Stored records:

+ + + +

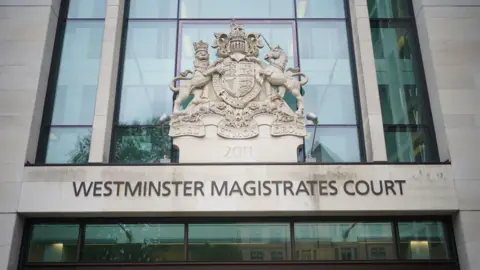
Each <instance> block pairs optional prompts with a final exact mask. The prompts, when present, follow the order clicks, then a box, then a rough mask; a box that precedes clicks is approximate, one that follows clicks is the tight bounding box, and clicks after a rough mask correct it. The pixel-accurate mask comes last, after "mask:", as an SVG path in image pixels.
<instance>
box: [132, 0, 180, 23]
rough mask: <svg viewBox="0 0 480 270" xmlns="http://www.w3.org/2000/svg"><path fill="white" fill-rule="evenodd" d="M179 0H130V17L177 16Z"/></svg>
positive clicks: (167, 17) (151, 18)
mask: <svg viewBox="0 0 480 270" xmlns="http://www.w3.org/2000/svg"><path fill="white" fill-rule="evenodd" d="M177 6H178V2H177V0H130V11H129V14H128V16H129V18H148V19H154V18H155V19H162V18H163V19H167V18H177Z"/></svg>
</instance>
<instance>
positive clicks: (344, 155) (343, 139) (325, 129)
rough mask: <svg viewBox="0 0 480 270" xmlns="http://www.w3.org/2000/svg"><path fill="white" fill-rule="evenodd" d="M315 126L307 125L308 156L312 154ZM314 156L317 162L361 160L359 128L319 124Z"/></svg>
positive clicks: (312, 153)
mask: <svg viewBox="0 0 480 270" xmlns="http://www.w3.org/2000/svg"><path fill="white" fill-rule="evenodd" d="M314 129H315V128H314V127H313V126H308V127H307V136H306V137H305V147H306V156H307V157H308V156H309V155H310V149H311V148H312V140H313V135H314V134H313V133H314ZM313 149H314V150H313V153H311V154H312V157H314V158H315V159H316V161H317V162H359V161H360V150H359V141H358V128H357V127H356V126H351V127H328V126H318V127H317V131H316V134H315V143H314V145H313Z"/></svg>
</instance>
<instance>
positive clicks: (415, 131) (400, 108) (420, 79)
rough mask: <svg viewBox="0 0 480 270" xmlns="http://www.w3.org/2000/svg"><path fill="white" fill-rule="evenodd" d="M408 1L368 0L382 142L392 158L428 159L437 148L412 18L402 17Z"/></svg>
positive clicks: (433, 152)
mask: <svg viewBox="0 0 480 270" xmlns="http://www.w3.org/2000/svg"><path fill="white" fill-rule="evenodd" d="M410 4H411V3H410V2H409V1H405V0H401V1H396V0H388V1H386V0H383V1H375V0H369V1H368V5H369V9H370V17H371V18H374V19H371V21H370V25H371V32H372V42H373V50H374V57H375V66H376V72H377V80H378V89H379V96H380V105H381V109H382V119H383V124H384V130H385V141H386V148H387V155H388V160H389V161H391V162H417V163H421V162H432V161H437V160H438V150H437V149H436V142H435V135H434V127H433V120H432V116H431V112H430V107H429V100H428V94H427V89H426V84H425V82H424V74H423V70H422V63H421V56H420V50H419V46H418V40H417V36H416V32H415V31H416V30H415V21H414V18H413V17H412V18H406V19H405V18H403V17H409V14H410V13H409V12H410V11H411V6H410ZM399 17H402V19H395V18H399ZM379 18H380V19H379Z"/></svg>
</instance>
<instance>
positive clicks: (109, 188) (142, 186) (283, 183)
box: [73, 180, 406, 197]
mask: <svg viewBox="0 0 480 270" xmlns="http://www.w3.org/2000/svg"><path fill="white" fill-rule="evenodd" d="M405 182H406V181H405V180H370V181H365V180H358V181H353V180H347V181H336V180H331V181H326V180H321V181H317V180H305V181H303V180H302V181H288V180H284V181H267V180H264V181H253V180H252V181H206V182H203V181H105V182H103V181H94V182H86V181H82V182H79V183H77V182H73V191H74V193H75V196H76V197H80V196H82V197H90V196H92V197H111V196H116V197H152V196H157V197H172V196H175V197H180V196H183V197H196V196H224V197H225V196H336V195H338V194H339V190H340V192H343V193H344V194H346V195H348V196H366V195H375V196H381V195H388V196H398V195H400V196H402V195H403V192H404V186H403V185H404V184H405Z"/></svg>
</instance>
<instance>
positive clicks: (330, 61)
mask: <svg viewBox="0 0 480 270" xmlns="http://www.w3.org/2000/svg"><path fill="white" fill-rule="evenodd" d="M298 31H299V32H298V38H299V41H298V43H299V44H298V46H299V53H300V66H301V71H302V72H304V73H305V74H307V75H308V77H309V82H308V84H307V85H306V86H305V102H306V105H305V106H306V107H305V110H306V112H315V113H316V114H317V116H318V119H319V123H320V124H356V111H355V106H354V92H353V86H352V74H351V69H350V57H349V48H348V39H347V31H346V26H345V22H343V21H341V22H337V21H318V22H299V23H298Z"/></svg>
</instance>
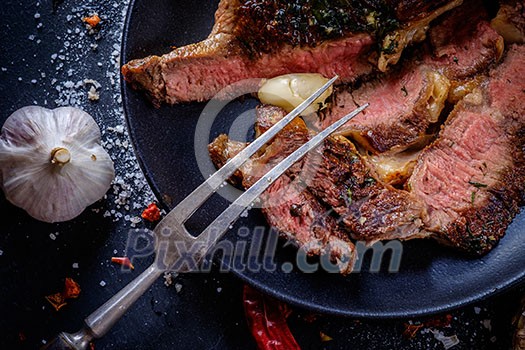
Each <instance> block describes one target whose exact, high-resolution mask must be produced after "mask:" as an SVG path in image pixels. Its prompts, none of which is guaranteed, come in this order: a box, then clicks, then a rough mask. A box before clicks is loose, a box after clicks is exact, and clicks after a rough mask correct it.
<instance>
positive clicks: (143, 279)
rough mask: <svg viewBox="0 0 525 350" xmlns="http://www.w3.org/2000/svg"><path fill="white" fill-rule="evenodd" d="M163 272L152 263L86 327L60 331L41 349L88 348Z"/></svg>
mask: <svg viewBox="0 0 525 350" xmlns="http://www.w3.org/2000/svg"><path fill="white" fill-rule="evenodd" d="M163 272H164V271H163V270H161V269H159V267H158V266H157V264H155V263H153V264H152V265H151V266H150V267H148V268H147V269H146V270H144V272H142V273H141V274H140V275H139V276H137V277H136V278H135V279H134V280H133V281H131V282H130V283H128V284H127V285H126V286H125V287H124V288H122V289H121V290H120V291H119V292H118V293H117V294H115V295H114V296H113V297H111V299H109V300H108V301H106V302H105V303H104V304H103V305H102V306H100V307H99V308H98V309H96V310H95V311H94V312H93V313H92V314H91V315H89V316H88V317H87V318H86V319H85V320H84V322H85V324H84V327H83V328H82V329H81V330H80V331H79V332H76V333H72V334H70V333H64V332H62V333H60V334H59V335H58V336H57V337H55V338H54V339H53V340H51V341H50V342H49V343H48V344H47V345H46V346H44V347H43V348H42V349H45V350H61V349H71V350H85V349H87V348H88V346H89V343H90V342H91V341H92V340H93V339H97V338H100V337H102V336H103V335H104V334H106V333H107V332H108V331H109V329H110V328H111V327H112V326H113V325H114V324H115V322H117V321H118V320H119V319H120V318H121V317H122V315H124V313H125V312H126V311H127V310H128V309H129V308H130V306H131V305H133V303H134V302H135V301H136V300H137V299H138V298H139V297H140V296H141V295H142V294H144V293H145V292H146V291H147V290H148V289H149V288H150V287H151V285H152V284H153V282H155V281H156V280H157V279H158V278H159V277H160V275H162V273H163Z"/></svg>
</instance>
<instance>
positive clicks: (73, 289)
mask: <svg viewBox="0 0 525 350" xmlns="http://www.w3.org/2000/svg"><path fill="white" fill-rule="evenodd" d="M79 294H80V286H79V285H78V283H77V282H75V281H73V279H72V278H69V277H67V278H66V282H65V286H64V292H63V293H62V295H63V296H64V299H74V298H78V295H79Z"/></svg>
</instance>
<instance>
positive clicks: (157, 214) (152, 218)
mask: <svg viewBox="0 0 525 350" xmlns="http://www.w3.org/2000/svg"><path fill="white" fill-rule="evenodd" d="M141 216H142V218H143V219H144V220H148V221H151V222H155V221H158V220H160V209H159V207H157V204H155V203H151V204H150V205H148V207H147V208H146V209H144V211H143V212H142V215H141Z"/></svg>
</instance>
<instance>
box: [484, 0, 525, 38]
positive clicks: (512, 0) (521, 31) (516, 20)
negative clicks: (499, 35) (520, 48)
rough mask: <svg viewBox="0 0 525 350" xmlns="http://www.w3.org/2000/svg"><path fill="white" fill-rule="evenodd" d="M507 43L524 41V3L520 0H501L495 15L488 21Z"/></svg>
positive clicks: (524, 36)
mask: <svg viewBox="0 0 525 350" xmlns="http://www.w3.org/2000/svg"><path fill="white" fill-rule="evenodd" d="M490 25H491V26H492V28H494V29H495V30H497V31H498V33H500V34H501V35H502V36H503V37H504V38H505V41H506V42H507V43H520V44H523V43H525V4H523V1H522V0H502V1H500V8H499V10H498V14H497V16H496V17H495V18H494V19H492V21H491V22H490Z"/></svg>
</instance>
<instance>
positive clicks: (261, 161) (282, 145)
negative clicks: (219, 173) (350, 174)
mask: <svg viewBox="0 0 525 350" xmlns="http://www.w3.org/2000/svg"><path fill="white" fill-rule="evenodd" d="M285 114H286V112H284V111H283V110H282V109H280V108H278V107H273V106H260V107H258V108H257V123H256V133H257V134H261V133H263V132H265V131H266V130H267V129H268V128H270V127H271V126H272V125H273V124H274V123H275V122H277V121H278V120H280V119H281V118H282V117H283V116H284V115H285ZM308 138H309V132H308V129H307V128H306V125H305V124H304V122H303V121H302V120H301V119H299V118H297V119H295V120H294V121H292V123H290V124H289V125H288V126H287V127H285V128H284V129H283V130H282V131H281V132H280V133H279V134H278V135H277V136H276V137H275V138H274V139H273V140H272V141H270V143H268V144H267V146H266V147H264V148H263V149H261V151H260V152H259V153H258V154H256V155H254V156H252V158H251V159H249V160H248V161H247V162H245V163H244V164H243V166H242V167H241V168H240V169H239V170H238V171H237V172H236V173H235V174H234V176H233V177H232V182H233V183H234V184H239V185H241V186H242V187H243V188H249V187H250V186H251V185H253V184H254V183H255V182H256V181H257V180H258V179H259V178H261V177H262V176H263V175H264V174H266V173H267V172H268V171H269V170H270V169H271V168H272V167H273V166H275V164H277V163H278V162H280V161H281V160H282V159H284V158H285V157H286V156H287V155H289V154H290V153H292V152H293V151H294V150H295V149H297V148H298V147H299V146H301V145H302V144H303V143H305V142H306V141H307V140H308ZM244 147H246V144H245V143H243V142H238V141H233V140H229V139H228V136H227V135H220V136H219V137H217V138H216V139H215V140H214V141H213V142H212V143H211V144H210V145H209V147H208V149H209V152H210V156H211V159H212V161H213V163H214V164H215V165H216V166H217V167H221V166H223V165H224V164H225V163H226V162H227V161H228V160H229V159H230V158H232V157H234V156H235V155H236V154H237V153H238V152H240V151H241V150H242V149H243V148H244ZM294 167H295V168H299V170H296V171H300V164H296V165H295V166H294ZM261 200H262V203H263V205H262V212H263V214H264V215H265V217H266V218H267V220H268V223H269V224H270V225H271V226H272V227H275V228H276V229H277V230H279V232H280V234H281V235H282V236H283V237H285V238H286V239H288V240H289V241H292V242H294V243H295V244H296V245H297V246H298V247H299V248H300V249H303V250H304V251H305V252H306V253H307V254H308V255H323V254H328V255H329V257H330V259H331V261H332V262H333V263H335V264H337V265H338V267H339V269H340V270H341V272H342V273H349V272H351V271H352V268H353V265H354V262H355V258H356V255H355V254H354V248H355V247H354V244H353V243H352V241H351V240H350V239H349V236H348V233H347V232H345V230H344V229H343V228H342V227H341V226H340V225H339V224H338V222H337V220H336V219H335V218H334V217H333V216H331V215H330V209H329V208H327V207H326V206H324V205H323V204H322V203H320V202H319V200H318V199H317V198H316V197H314V196H313V195H312V193H310V191H309V190H308V189H307V188H306V187H305V186H304V185H303V184H302V182H301V181H298V180H297V179H292V178H290V177H289V176H288V175H286V174H285V175H283V176H281V177H280V178H279V179H277V180H276V182H275V183H274V184H272V185H271V186H270V188H268V190H267V191H266V192H265V193H264V194H263V195H262V196H261Z"/></svg>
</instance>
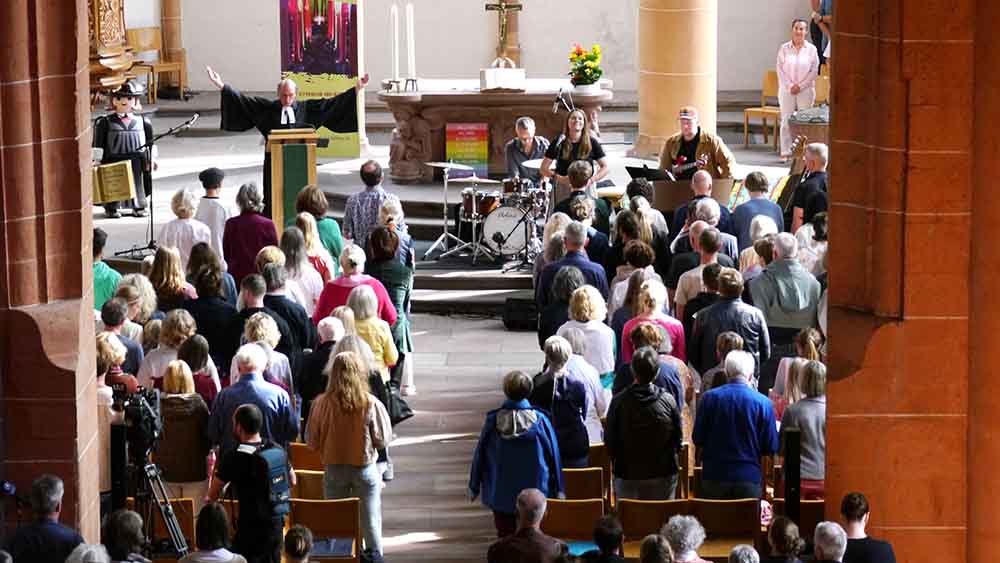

+ + + +

■ Problem statement ■
Omit the pictures. Print, word for word, the lines from the beginning of the entries above through the line that holds "positive clicks: (415, 131)".

■ Exercise response ■
Each <instance> block pairs optional prompts with a final exact mask. The prompts, when present, follow the order clicks, then a box, then a rough mask; a box that precedes clicks is approximate, one that follows clicks is the tight bounding box, and clicks after a rough mask correct it. The pixel-accurate mask comes last, after "mask:", as an SVG path in image pixels.
<instance>
box: [132, 0, 180, 23]
rough mask: <svg viewBox="0 0 480 270" xmlns="http://www.w3.org/2000/svg"><path fill="white" fill-rule="evenodd" d="M179 0H130V17L177 16Z"/></svg>
positive clicks: (167, 17) (151, 18)
mask: <svg viewBox="0 0 480 270" xmlns="http://www.w3.org/2000/svg"><path fill="white" fill-rule="evenodd" d="M177 6H178V2H177V0H130V11H129V14H128V16H129V18H148V19H154V18H155V19H162V18H163V19H167V18H177Z"/></svg>
</instance>
<instance>
positive clicks: (344, 155) (343, 139) (325, 129)
rough mask: <svg viewBox="0 0 480 270" xmlns="http://www.w3.org/2000/svg"><path fill="white" fill-rule="evenodd" d="M315 126L307 125L308 156L312 154ZM314 156L317 162L361 160L359 128L319 124Z"/></svg>
positive clicks: (312, 153)
mask: <svg viewBox="0 0 480 270" xmlns="http://www.w3.org/2000/svg"><path fill="white" fill-rule="evenodd" d="M314 129H315V128H314V127H313V126H308V127H307V136H306V137H305V147H306V156H307V157H308V156H309V155H310V149H311V148H312V140H313V135H314V134H313V133H314ZM313 149H314V150H313V153H311V154H312V157H314V158H315V159H316V161H317V162H359V161H360V150H359V141H358V128H357V127H356V126H351V127H328V126H318V127H317V131H316V134H315V143H314V145H313Z"/></svg>
</instance>
<instance>
positive clicks: (415, 131) (400, 108) (420, 79)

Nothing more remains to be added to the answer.